Task material START

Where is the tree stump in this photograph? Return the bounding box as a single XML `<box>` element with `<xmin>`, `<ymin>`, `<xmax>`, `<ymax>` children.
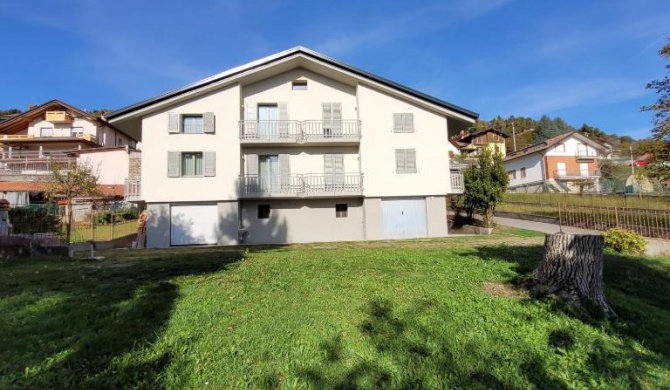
<box><xmin>534</xmin><ymin>233</ymin><xmax>616</xmax><ymax>319</ymax></box>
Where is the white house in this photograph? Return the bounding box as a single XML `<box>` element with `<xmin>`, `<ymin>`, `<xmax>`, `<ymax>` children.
<box><xmin>106</xmin><ymin>46</ymin><xmax>477</xmax><ymax>247</ymax></box>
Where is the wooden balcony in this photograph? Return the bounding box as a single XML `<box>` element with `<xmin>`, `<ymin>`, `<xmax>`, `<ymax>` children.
<box><xmin>239</xmin><ymin>120</ymin><xmax>361</xmax><ymax>146</ymax></box>
<box><xmin>45</xmin><ymin>111</ymin><xmax>73</xmax><ymax>123</ymax></box>
<box><xmin>0</xmin><ymin>133</ymin><xmax>98</xmax><ymax>144</ymax></box>
<box><xmin>239</xmin><ymin>173</ymin><xmax>363</xmax><ymax>198</ymax></box>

Task material END

When you reach the line containing "Where is the wooden" in the listing, transcribe it and every line after it exactly, through the last line, and add nothing.

Where is the wooden balcony in this photograph? Return the bounding box as a single XML `<box>` element with `<xmin>`, `<ymin>`, `<xmax>`, `<ymax>` children.
<box><xmin>239</xmin><ymin>120</ymin><xmax>361</xmax><ymax>146</ymax></box>
<box><xmin>45</xmin><ymin>111</ymin><xmax>73</xmax><ymax>123</ymax></box>
<box><xmin>0</xmin><ymin>133</ymin><xmax>98</xmax><ymax>144</ymax></box>
<box><xmin>239</xmin><ymin>173</ymin><xmax>363</xmax><ymax>198</ymax></box>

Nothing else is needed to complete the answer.